#### GIVEN EXERCISE
Reproduce every one of the records below, word for word and line for line.

#### RAW RECORDS
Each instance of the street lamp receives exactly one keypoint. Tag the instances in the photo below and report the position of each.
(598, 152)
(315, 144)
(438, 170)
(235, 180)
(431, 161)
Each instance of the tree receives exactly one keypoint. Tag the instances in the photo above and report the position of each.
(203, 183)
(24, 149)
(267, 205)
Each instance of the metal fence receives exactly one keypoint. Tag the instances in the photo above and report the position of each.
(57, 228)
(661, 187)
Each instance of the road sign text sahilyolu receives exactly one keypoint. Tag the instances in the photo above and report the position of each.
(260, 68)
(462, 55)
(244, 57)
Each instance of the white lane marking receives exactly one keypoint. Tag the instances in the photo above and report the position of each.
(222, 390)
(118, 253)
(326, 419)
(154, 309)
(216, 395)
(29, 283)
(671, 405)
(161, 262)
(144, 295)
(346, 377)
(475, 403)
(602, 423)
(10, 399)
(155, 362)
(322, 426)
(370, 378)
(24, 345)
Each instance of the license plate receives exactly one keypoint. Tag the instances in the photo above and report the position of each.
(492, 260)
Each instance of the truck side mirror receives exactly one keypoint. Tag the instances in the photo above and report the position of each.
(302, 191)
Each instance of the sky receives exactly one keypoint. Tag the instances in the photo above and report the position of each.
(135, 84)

#### COMPLETED TASK
Each instance of the street lamp receives exactly one keypoint. Tag the instances in the photo below and report the position of each.
(598, 152)
(315, 144)
(438, 170)
(235, 180)
(431, 161)
Each instance of the tree receives exactly one keypoint. Tag the instances in the photo above and report the position of each.
(203, 183)
(24, 149)
(267, 205)
Each instance of the metal fence receives exactly one keypoint. Tag the instances in the photo above and report the position of each.
(57, 228)
(661, 187)
Each instance of the road sign text sahilyolu receives exactly one keypoint. Tag the instances in the photo above and report the position of each.
(260, 68)
(462, 55)
(244, 57)
Each instance of the white lane marking receives exactly one keypoint. Tag the instances in the photo above and report the position of each.
(222, 390)
(118, 253)
(326, 419)
(154, 309)
(216, 395)
(29, 283)
(671, 405)
(161, 262)
(144, 295)
(346, 377)
(475, 403)
(602, 423)
(10, 399)
(155, 362)
(322, 426)
(370, 378)
(24, 345)
Each instance of the license plate receives exactly one keypoint. Tag the instances in the photo above and report the position of each.
(492, 260)
Each instance of the truck side mirror receives exactly one keypoint. Tag the instances in the photo above and report the position of each.
(302, 191)
Each instance of the sky receives exactly one keypoint. Tag the instances in the photo above and report the position of each.
(135, 84)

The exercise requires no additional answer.